> **TASK STATEMENT**:
Report every line of the records that contains the word "gabled", copying each such line in full. Treat case as significant when matching.

-- DATASET EXCERPTS start --

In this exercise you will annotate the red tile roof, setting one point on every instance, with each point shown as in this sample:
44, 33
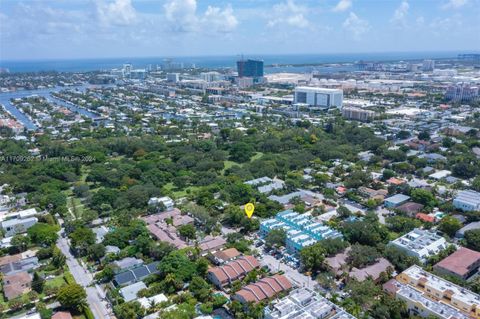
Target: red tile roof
234, 270
263, 289
425, 217
460, 261
62, 315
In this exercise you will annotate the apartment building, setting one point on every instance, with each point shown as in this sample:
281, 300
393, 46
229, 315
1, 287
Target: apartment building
307, 304
265, 288
301, 230
357, 114
467, 200
420, 243
427, 294
317, 97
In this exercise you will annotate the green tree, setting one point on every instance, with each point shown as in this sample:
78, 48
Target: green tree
200, 288
178, 263
423, 196
363, 293
365, 232
81, 239
187, 231
96, 251
449, 225
360, 256
43, 234
20, 242
476, 184
402, 224
333, 246
399, 258
312, 257
424, 136
276, 238
472, 239
38, 283
129, 310
241, 152
58, 258
72, 296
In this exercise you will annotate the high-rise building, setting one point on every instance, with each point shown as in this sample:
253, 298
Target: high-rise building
127, 68
358, 114
173, 77
462, 93
250, 68
318, 97
211, 76
428, 65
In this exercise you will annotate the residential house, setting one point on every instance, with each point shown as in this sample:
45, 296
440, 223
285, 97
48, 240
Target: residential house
461, 264
130, 292
307, 304
410, 208
224, 275
468, 200
265, 288
224, 256
135, 274
426, 294
420, 243
16, 284
211, 244
461, 232
372, 271
16, 226
395, 200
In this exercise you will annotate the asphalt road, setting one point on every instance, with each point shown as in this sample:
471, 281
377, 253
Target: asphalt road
296, 277
84, 278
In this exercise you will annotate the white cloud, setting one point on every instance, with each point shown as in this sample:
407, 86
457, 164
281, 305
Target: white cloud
343, 5
182, 16
289, 13
454, 4
220, 20
118, 12
400, 14
356, 26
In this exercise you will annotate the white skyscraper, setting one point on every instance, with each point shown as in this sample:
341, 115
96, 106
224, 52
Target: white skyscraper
319, 97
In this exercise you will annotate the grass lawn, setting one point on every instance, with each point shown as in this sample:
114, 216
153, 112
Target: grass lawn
256, 156
178, 193
55, 282
227, 164
75, 206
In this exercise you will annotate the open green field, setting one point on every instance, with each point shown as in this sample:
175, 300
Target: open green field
228, 164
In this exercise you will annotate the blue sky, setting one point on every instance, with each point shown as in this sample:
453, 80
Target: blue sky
64, 29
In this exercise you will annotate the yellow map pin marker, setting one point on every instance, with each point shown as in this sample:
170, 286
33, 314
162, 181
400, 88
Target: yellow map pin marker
249, 208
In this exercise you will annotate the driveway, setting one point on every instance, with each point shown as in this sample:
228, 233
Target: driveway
297, 278
84, 278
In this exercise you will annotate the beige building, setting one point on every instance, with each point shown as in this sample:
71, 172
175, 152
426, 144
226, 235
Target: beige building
427, 294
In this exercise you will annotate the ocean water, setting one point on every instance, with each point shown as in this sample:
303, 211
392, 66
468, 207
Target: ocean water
82, 65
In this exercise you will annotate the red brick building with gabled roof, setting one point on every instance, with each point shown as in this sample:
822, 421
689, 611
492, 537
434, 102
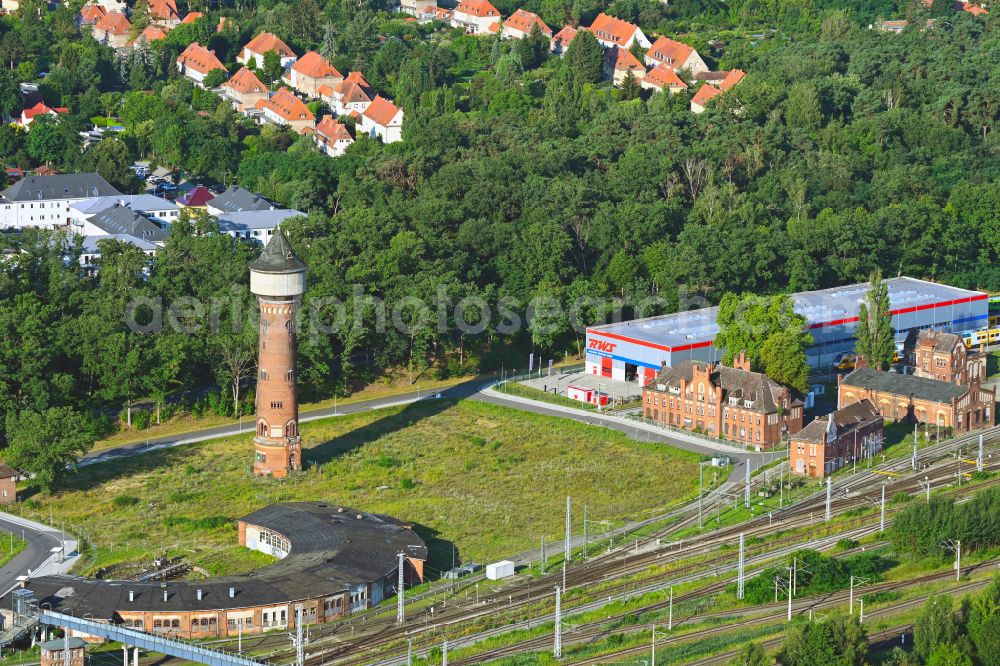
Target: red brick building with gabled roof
244, 89
149, 34
310, 72
675, 55
113, 30
476, 16
261, 44
284, 108
562, 39
733, 403
618, 62
332, 137
164, 12
90, 14
661, 78
520, 24
383, 119
352, 94
196, 62
611, 32
704, 95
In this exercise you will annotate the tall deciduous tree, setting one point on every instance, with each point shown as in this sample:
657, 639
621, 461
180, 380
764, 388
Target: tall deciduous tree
935, 625
271, 67
984, 623
751, 654
44, 443
586, 57
111, 159
771, 333
836, 640
876, 341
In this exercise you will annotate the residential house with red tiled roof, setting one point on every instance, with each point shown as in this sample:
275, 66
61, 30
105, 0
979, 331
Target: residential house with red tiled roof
112, 29
382, 119
149, 34
90, 14
618, 62
701, 98
423, 10
476, 16
332, 137
164, 13
611, 32
197, 197
243, 90
261, 44
676, 55
520, 24
196, 62
351, 94
562, 39
310, 72
29, 114
284, 108
663, 77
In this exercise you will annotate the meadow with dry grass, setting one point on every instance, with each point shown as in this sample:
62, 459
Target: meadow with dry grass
486, 479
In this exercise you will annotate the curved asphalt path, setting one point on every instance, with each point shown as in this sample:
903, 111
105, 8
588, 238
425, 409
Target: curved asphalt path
477, 389
40, 539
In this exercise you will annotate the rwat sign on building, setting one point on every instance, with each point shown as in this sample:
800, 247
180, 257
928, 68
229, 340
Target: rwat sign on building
635, 350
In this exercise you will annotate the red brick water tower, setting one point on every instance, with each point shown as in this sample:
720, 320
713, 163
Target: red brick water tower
278, 280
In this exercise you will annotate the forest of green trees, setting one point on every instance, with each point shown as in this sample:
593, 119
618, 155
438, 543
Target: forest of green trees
521, 176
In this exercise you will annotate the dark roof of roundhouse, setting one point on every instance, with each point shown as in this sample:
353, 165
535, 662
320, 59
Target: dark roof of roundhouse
332, 548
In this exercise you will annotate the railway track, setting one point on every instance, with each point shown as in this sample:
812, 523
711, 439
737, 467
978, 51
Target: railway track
635, 558
808, 604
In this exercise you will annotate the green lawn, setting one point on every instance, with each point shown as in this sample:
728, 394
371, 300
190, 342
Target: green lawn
10, 546
488, 479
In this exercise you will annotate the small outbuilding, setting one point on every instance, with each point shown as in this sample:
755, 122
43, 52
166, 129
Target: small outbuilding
8, 484
498, 570
53, 652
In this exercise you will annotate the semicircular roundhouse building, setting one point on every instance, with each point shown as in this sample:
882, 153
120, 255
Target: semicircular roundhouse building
334, 561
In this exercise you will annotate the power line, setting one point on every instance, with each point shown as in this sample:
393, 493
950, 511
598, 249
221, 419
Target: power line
399, 593
557, 646
829, 486
740, 570
569, 528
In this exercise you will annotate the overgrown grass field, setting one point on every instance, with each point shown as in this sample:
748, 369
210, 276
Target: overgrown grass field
489, 479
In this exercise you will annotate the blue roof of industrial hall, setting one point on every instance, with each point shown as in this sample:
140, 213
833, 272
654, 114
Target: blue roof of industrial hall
822, 306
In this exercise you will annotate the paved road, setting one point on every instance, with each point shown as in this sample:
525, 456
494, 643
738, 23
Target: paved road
41, 539
471, 389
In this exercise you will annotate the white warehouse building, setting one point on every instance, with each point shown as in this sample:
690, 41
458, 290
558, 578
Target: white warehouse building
635, 350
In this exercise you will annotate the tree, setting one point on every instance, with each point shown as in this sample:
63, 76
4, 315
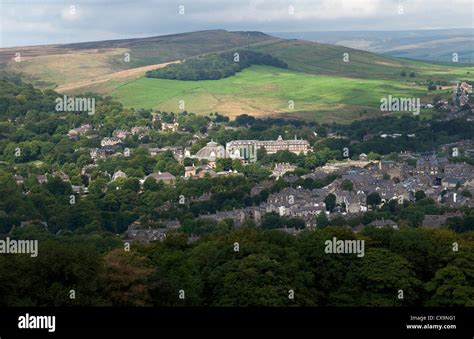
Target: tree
322, 220
347, 185
330, 202
124, 279
131, 184
419, 195
373, 199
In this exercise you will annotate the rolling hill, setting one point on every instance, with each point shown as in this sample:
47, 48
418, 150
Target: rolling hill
430, 44
325, 82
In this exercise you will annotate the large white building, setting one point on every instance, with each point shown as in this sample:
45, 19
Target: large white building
247, 149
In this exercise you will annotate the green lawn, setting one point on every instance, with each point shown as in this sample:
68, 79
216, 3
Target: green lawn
262, 90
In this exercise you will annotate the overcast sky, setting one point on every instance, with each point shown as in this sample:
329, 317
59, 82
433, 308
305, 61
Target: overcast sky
34, 22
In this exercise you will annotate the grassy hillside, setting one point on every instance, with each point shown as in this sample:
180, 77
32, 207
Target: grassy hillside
263, 90
432, 44
321, 84
316, 58
48, 66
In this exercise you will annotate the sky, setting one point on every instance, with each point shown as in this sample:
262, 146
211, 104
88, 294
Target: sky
39, 22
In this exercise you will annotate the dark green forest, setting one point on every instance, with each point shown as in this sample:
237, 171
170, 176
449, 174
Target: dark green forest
267, 265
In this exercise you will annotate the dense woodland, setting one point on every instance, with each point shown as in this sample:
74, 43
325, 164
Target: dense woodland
268, 264
82, 247
215, 66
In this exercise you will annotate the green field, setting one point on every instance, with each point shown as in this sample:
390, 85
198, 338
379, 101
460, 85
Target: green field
265, 91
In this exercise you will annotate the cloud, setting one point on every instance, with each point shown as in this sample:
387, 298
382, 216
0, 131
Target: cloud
27, 22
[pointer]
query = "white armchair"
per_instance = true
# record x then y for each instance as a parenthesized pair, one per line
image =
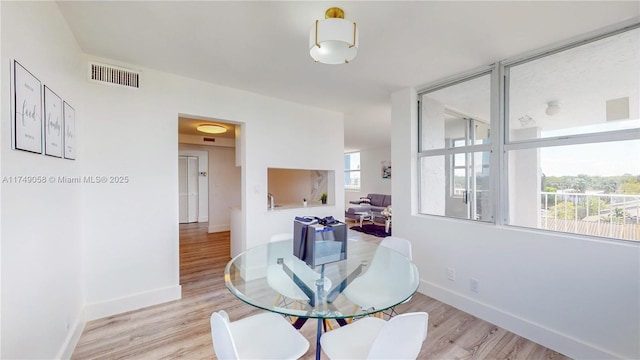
(262, 336)
(372, 338)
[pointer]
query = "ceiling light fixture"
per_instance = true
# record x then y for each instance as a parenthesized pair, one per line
(333, 40)
(212, 129)
(553, 108)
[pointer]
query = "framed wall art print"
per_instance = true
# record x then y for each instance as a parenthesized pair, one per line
(69, 132)
(52, 123)
(27, 110)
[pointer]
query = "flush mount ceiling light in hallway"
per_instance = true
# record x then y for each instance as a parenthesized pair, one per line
(211, 129)
(553, 108)
(333, 40)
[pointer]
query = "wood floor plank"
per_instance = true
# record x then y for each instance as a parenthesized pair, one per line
(180, 329)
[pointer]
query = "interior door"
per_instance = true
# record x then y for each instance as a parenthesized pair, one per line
(188, 189)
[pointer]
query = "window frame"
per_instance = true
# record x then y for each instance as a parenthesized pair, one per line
(468, 150)
(349, 171)
(500, 144)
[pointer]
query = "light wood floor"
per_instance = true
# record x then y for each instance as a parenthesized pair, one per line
(180, 329)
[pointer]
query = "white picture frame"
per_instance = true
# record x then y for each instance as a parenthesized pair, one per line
(69, 132)
(53, 123)
(27, 110)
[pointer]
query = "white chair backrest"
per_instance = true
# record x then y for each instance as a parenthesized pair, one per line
(401, 337)
(281, 237)
(223, 344)
(398, 244)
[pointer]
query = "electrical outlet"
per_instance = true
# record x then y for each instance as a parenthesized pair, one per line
(451, 274)
(474, 285)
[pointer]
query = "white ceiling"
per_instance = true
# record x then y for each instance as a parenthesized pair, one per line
(262, 46)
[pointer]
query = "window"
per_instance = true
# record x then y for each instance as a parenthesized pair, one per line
(455, 147)
(567, 145)
(572, 140)
(352, 171)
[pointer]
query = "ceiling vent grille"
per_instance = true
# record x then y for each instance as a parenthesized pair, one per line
(110, 74)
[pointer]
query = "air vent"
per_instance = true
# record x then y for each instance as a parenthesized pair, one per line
(110, 74)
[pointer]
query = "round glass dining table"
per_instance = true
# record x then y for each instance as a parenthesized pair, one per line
(371, 279)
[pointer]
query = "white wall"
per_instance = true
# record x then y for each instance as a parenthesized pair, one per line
(41, 223)
(223, 181)
(580, 297)
(371, 174)
(114, 247)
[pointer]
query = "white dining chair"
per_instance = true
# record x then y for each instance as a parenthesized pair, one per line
(402, 246)
(368, 291)
(262, 336)
(372, 338)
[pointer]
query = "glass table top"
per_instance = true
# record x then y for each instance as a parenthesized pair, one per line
(372, 278)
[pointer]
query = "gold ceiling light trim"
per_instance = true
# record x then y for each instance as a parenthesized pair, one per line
(333, 40)
(334, 13)
(212, 129)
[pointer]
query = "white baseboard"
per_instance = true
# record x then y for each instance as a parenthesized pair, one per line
(542, 335)
(133, 302)
(219, 227)
(70, 342)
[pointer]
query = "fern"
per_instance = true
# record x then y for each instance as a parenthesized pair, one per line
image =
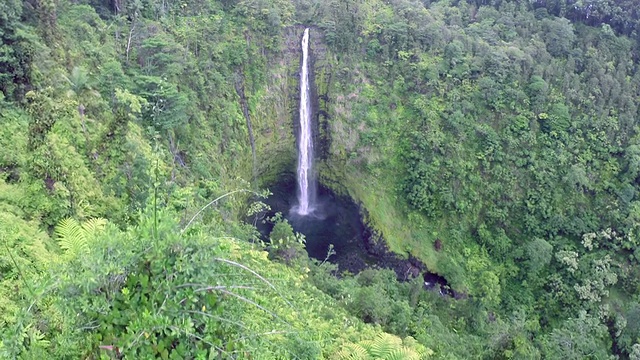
(352, 352)
(73, 237)
(384, 347)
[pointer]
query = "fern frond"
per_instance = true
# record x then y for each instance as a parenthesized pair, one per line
(352, 352)
(73, 237)
(383, 345)
(92, 226)
(403, 354)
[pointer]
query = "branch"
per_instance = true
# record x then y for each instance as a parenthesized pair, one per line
(213, 202)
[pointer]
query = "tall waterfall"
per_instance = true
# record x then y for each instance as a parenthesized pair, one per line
(306, 178)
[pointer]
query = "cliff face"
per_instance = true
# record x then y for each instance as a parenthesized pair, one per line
(276, 110)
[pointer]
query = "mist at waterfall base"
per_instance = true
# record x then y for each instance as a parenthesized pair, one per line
(334, 220)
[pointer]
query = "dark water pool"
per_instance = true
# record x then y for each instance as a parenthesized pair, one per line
(336, 220)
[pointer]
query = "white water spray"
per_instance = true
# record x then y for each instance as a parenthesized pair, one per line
(306, 180)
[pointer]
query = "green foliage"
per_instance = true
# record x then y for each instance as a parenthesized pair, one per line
(385, 346)
(73, 237)
(506, 134)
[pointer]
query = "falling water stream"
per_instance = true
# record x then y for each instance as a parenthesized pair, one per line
(331, 224)
(306, 178)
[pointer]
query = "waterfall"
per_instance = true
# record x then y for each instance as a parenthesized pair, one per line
(306, 179)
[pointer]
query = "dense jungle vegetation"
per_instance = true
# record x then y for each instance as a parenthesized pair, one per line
(495, 140)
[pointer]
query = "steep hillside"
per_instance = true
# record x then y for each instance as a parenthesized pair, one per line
(496, 143)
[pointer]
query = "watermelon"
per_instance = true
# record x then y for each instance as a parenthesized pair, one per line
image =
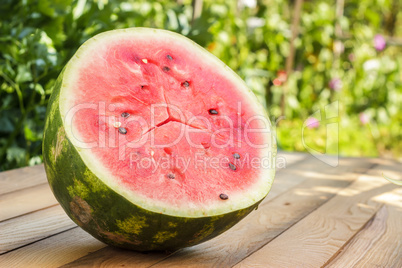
(152, 143)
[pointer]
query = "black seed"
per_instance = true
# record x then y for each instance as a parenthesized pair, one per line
(232, 167)
(213, 111)
(223, 196)
(122, 130)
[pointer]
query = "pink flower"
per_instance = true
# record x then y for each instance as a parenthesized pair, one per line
(379, 42)
(312, 122)
(335, 84)
(364, 119)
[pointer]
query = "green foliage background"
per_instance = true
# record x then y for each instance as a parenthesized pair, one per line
(38, 37)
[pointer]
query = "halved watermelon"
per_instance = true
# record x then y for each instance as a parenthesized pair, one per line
(152, 143)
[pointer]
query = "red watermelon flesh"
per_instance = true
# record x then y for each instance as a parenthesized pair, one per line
(165, 127)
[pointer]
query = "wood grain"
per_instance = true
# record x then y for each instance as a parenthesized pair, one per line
(53, 251)
(108, 258)
(379, 244)
(17, 179)
(32, 227)
(315, 239)
(24, 201)
(283, 207)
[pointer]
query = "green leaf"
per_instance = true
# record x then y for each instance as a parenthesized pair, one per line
(23, 74)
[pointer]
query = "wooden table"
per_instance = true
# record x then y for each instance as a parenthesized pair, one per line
(315, 215)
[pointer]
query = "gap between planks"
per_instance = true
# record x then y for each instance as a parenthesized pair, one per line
(315, 239)
(18, 179)
(31, 249)
(25, 201)
(256, 229)
(29, 228)
(378, 244)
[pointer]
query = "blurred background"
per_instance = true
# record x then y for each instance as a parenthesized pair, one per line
(297, 56)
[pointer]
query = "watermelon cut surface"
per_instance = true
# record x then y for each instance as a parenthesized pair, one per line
(152, 143)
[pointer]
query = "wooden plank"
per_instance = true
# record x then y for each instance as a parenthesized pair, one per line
(17, 179)
(33, 227)
(113, 257)
(283, 207)
(315, 239)
(53, 251)
(24, 201)
(379, 244)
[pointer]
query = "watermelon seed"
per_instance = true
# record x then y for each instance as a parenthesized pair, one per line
(232, 167)
(206, 145)
(122, 130)
(213, 111)
(168, 150)
(223, 196)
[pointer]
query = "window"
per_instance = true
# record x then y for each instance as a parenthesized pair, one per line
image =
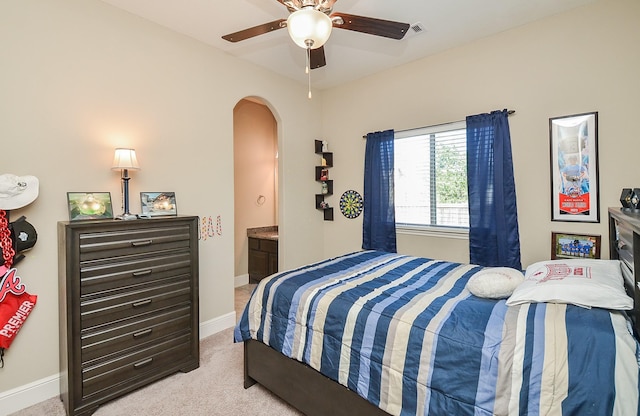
(430, 177)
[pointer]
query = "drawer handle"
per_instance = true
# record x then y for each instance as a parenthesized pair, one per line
(141, 243)
(142, 303)
(143, 333)
(143, 363)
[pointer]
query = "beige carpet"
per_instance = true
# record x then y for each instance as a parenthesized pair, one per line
(216, 388)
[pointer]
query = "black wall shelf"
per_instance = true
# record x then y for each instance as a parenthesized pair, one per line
(327, 157)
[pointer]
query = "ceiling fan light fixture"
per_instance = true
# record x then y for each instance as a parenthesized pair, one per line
(309, 26)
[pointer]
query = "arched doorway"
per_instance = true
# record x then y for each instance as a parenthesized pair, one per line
(255, 150)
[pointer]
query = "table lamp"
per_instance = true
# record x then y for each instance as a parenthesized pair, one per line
(124, 161)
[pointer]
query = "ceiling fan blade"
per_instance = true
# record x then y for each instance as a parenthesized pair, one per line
(292, 5)
(317, 58)
(255, 31)
(371, 26)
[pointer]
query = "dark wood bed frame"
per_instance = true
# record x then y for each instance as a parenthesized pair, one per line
(300, 385)
(316, 395)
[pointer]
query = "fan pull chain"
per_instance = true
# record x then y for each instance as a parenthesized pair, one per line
(308, 68)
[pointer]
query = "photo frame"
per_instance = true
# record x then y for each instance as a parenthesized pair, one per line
(571, 246)
(158, 204)
(89, 206)
(574, 168)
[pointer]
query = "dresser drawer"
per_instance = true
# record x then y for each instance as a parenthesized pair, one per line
(115, 338)
(102, 275)
(132, 303)
(105, 244)
(115, 372)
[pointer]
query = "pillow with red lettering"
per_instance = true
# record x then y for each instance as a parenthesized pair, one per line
(588, 283)
(15, 306)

-- DATASET EXCERPTS end --

> **OUTPUT FOR THIS TASK**:
In this exercise you will annotate the red brick building with gabled roof, setting one point on every instance, with each point shown as in this sample:
Target: red brick building with gabled roof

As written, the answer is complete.